* Source extract
------

Give actionable error messages

# Good: tells user what to do
cli::cli_abort(
  "Columns {.var {bad_cols}} must be numeric.
  Convert to numeric with {.code as.numeric()}."
)

# Avoid: vague errors
stop("Invalid columns")

Memory Management

Don’t store entire datasets

# Good: store only necessary parameters
prep.step_center <- function(x, training, ...) {
  means <- colMeans(training[col_names])  # Just means, not data
  # Return step with means stored
}

# Bad: storing entire training set
prep.step_center <- function(x, training, ...) {
  # Return step with training data stored (memory leak!)
}

Consider memory usage for large data

  • Store statistics/parameters, not raw data

  • Use sparse matrices when appropriate

  • Consider memory-mapped files for very large data

Code Formatting

After writing code, format it:

# Format current package
air::air_format(".")

------

* Data extract
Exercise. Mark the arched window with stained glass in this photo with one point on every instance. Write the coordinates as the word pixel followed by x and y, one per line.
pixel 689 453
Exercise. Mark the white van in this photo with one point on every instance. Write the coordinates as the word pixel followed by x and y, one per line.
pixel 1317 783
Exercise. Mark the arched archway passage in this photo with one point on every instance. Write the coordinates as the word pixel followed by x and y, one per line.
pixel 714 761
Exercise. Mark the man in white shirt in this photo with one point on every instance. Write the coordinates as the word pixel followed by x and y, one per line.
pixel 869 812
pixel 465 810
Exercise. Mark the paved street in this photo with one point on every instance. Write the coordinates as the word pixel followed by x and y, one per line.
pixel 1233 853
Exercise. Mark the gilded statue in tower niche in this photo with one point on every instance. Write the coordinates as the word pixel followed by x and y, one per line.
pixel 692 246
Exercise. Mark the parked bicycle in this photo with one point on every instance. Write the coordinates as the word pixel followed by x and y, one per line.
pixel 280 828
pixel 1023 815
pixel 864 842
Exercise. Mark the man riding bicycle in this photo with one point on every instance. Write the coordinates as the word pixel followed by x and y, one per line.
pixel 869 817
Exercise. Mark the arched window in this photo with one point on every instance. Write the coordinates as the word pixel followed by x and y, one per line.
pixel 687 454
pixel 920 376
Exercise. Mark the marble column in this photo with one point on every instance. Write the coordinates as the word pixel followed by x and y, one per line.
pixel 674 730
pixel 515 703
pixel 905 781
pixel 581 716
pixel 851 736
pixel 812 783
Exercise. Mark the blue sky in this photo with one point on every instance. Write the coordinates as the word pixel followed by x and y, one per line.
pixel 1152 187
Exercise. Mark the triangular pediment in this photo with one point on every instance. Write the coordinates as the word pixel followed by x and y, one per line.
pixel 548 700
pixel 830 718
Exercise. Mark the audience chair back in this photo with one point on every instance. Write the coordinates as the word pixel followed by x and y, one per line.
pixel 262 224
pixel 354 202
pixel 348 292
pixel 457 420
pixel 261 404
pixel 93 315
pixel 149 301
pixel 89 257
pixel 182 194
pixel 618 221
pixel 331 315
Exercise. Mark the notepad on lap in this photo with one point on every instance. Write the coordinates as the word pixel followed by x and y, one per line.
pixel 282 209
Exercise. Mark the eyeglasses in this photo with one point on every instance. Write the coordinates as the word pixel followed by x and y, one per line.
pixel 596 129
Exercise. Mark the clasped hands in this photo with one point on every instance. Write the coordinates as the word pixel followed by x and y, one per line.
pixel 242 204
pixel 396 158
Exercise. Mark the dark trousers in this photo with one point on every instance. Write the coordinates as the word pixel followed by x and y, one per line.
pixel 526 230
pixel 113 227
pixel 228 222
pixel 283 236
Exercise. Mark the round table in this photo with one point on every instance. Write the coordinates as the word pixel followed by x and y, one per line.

------

* Tasks and exercises
• A. Find every line of the records that contains the string "window", matching case, and copy each of those lines.
• B. Extend the R package coding guidance past its final line.

* Results
• A.
Exercise. Mark the arched window with stained glass in this photo with one point on every instance. Write the coordinates as the word pixel followed by x and y, one per line.
Exercise. Mark the arched window in this photo with one point on every instance. Write the coordinates as the word pixel followed by x and y, one per line.

• B.
Or use RStudio: Code → Reformat Code (Cmd/Ctrl + Shift + A)

Version Control

Commit messages

# Good: descriptive commits
"Add support for multiclass metrics"
"Fix NA handling in case weights"
"Update documentation examples"

# Avoid: vague commits
"Fix bug"
"Update code"
"Changes"

Commit frequency

  • Commit after each logical unit of work

  • Commit working, tested code

  • Don’t commit broken code (except on branches)